What you will do:
1. In the Colab thread on Drive reading errors, substitute "12GB" for "10GB" and give again the part that opens with the words containing "Nandutu commented 4" and closes with "colab pro too.".
2. Answer these questions from the Colab thread on Drive reading errors:
(a) According to talhaanwarch, how long a break made the issue go away?
(b) How many npy files does prbsh9 have?
(c) About how many images were in the folder cpietsch was copying?

Passage to read:
————————

Thanks for confirming. Can you share a minimal self-contained repro notebook, either publicly or just with colaboratory-team@google.com ? (it would be helpful to see precisely how you're reading the data)

Does the problem go away if you first !cp path/to/data.csv local.csv and then read from the local path?

No, It didn't work.

talhaanwarch commented 4 years ago

any one got the solution? i moved the files to subfolder. and now each subfolder has one file. still i am getting this error

peterpalos commented 4 years ago

Same problem in colab reading from gdrive >100k file

talhaanwarch commented 4 years ago

i noticed that there is some sort of limitation by google. if we access data multiple time from drive, this issue occurs. take a break of 24 hours, and this issue has gone

Nandutu commented 4 years ago

I am facing the same issue here. Any solution?

prbsh9 commented 4 years ago

Same issue.. I have 4 npy file... 2 files around 10GB and 2 around 6GB.. . ss = np.load('train_abnormal.npy') Also,.. I cant open any of those 4 files. Files with lesser size can be opened though.

JonathanSum commented 4 years ago

I have the same problem too, so I am sure this will affect colab pro too.

cpietsch commented 4 years ago

I have the same issue when copying a folder of images (around 2000 jpgs)

————————

Data excerpts:

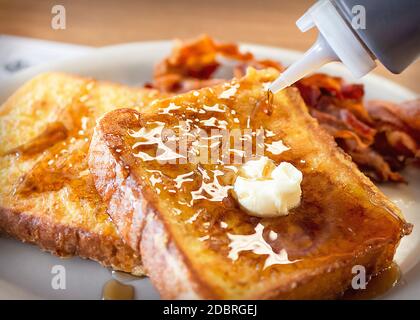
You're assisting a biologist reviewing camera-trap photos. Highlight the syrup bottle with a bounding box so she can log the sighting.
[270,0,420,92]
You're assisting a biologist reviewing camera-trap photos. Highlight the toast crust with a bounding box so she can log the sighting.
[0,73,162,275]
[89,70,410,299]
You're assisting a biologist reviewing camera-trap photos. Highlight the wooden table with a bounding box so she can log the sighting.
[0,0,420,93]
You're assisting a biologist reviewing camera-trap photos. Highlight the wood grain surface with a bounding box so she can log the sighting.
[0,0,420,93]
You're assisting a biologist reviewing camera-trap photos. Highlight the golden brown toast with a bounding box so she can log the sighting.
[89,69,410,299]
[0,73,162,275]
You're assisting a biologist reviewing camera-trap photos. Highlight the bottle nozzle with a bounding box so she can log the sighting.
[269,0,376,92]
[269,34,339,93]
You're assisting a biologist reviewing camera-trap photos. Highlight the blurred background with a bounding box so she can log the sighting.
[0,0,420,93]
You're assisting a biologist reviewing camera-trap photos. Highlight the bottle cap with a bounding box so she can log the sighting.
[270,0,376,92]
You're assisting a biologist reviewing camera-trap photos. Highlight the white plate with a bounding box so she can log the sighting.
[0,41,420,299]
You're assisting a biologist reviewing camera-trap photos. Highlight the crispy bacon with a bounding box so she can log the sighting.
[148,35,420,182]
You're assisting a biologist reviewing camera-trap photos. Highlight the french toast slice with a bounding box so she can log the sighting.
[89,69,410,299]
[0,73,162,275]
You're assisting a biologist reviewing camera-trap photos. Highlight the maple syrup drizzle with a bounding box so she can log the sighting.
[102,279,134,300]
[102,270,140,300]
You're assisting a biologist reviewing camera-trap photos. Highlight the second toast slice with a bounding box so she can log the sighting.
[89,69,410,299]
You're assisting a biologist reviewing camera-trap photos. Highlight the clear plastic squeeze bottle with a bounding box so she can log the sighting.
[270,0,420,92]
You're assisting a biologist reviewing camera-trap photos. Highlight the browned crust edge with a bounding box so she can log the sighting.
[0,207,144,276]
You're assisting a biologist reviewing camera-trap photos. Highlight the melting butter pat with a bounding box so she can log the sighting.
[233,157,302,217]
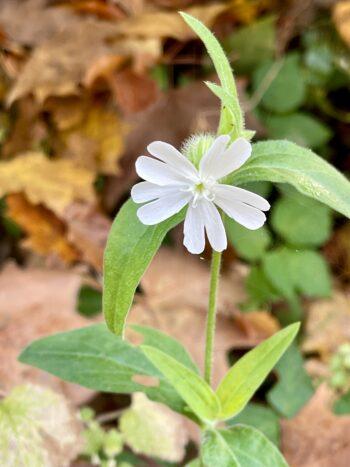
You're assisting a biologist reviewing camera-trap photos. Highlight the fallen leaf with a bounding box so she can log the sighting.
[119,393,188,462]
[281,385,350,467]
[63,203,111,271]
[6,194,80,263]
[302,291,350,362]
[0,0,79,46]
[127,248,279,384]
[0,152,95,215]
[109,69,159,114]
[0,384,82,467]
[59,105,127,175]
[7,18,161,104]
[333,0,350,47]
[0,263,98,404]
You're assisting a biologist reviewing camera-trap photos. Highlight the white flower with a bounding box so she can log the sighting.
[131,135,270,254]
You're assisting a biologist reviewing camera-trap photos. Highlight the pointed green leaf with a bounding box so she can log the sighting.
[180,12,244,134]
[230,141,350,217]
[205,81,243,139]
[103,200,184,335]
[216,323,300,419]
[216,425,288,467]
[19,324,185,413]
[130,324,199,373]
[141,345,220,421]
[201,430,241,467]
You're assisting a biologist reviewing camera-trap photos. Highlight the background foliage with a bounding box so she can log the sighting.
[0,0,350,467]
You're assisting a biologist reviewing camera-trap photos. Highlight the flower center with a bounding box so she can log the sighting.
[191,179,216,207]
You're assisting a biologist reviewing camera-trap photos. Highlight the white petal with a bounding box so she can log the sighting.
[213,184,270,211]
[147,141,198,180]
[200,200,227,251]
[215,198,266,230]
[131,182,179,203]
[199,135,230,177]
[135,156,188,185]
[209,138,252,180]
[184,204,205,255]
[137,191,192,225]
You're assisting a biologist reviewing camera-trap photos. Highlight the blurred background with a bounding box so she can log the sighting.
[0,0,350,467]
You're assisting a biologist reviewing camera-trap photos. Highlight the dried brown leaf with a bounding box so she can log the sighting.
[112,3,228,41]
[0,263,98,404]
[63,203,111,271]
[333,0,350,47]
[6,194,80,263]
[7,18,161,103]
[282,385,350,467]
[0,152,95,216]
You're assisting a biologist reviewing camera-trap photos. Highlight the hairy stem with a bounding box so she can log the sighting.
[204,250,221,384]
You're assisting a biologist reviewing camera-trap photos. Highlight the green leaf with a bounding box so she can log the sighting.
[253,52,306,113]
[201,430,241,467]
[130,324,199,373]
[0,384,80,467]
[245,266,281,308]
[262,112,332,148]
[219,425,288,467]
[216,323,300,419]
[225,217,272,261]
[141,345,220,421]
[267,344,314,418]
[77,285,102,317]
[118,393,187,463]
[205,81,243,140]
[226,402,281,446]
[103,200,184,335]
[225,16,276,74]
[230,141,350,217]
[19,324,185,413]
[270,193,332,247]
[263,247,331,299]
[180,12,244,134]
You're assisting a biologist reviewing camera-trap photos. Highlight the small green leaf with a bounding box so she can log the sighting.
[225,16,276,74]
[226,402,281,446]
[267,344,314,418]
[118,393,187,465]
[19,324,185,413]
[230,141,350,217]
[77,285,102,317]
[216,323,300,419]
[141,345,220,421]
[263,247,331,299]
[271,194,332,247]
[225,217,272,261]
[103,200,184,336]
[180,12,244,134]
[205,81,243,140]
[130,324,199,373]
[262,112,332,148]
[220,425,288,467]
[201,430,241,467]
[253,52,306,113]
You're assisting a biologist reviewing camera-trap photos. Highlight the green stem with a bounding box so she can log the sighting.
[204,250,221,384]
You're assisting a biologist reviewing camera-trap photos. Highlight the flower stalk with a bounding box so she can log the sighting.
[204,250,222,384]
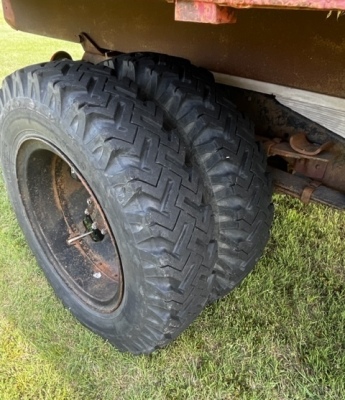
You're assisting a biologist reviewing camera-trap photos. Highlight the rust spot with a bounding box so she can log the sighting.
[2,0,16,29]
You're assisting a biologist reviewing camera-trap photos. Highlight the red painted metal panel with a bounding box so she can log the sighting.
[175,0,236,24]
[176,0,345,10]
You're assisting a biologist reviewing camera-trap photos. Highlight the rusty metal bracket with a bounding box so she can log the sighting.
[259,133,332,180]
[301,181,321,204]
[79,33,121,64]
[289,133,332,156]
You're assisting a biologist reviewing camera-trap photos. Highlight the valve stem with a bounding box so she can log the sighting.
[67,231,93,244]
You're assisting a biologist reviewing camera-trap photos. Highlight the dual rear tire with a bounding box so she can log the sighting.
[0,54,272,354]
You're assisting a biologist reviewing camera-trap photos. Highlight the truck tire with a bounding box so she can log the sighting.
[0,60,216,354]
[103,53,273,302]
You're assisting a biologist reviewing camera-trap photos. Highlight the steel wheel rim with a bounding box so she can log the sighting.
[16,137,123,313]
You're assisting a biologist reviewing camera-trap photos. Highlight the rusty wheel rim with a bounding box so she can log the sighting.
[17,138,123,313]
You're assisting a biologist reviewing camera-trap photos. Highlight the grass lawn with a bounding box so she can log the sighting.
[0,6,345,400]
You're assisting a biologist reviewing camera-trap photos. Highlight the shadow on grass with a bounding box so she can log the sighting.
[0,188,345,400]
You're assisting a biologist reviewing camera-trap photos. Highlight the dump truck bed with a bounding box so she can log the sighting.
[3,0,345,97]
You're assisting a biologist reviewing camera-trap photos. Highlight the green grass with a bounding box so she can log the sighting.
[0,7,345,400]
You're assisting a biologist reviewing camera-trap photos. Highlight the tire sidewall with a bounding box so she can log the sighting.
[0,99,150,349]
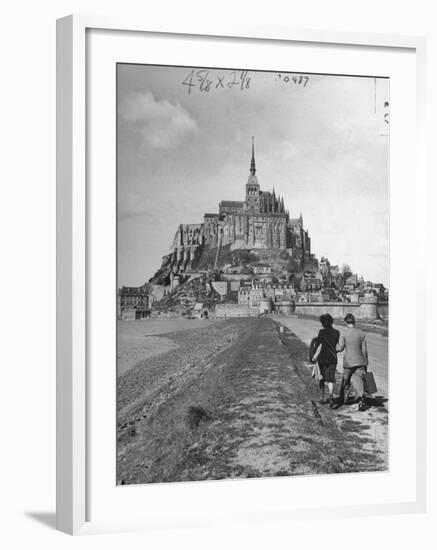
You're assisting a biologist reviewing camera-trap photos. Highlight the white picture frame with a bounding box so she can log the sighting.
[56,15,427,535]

————————

The replies:
1.
Nandutu commented 4 years ago

I am facing the same issue here. Any solution?

prbsh9 commented 4 years ago

Same issue.. I have 4 npy file... 2 files around 12GB and 2 around 6GB.. . ss = np.load('train_abnormal.npy') Also,.. I cant open any of those 4 files. Files with lesser size can be opened though.

JonathanSum commented 4 years ago

I have the same problem too, so I am sure this will affect colab pro too.

2.
(a) 24 hours
(b) 4
(c) Around 2000 jpgs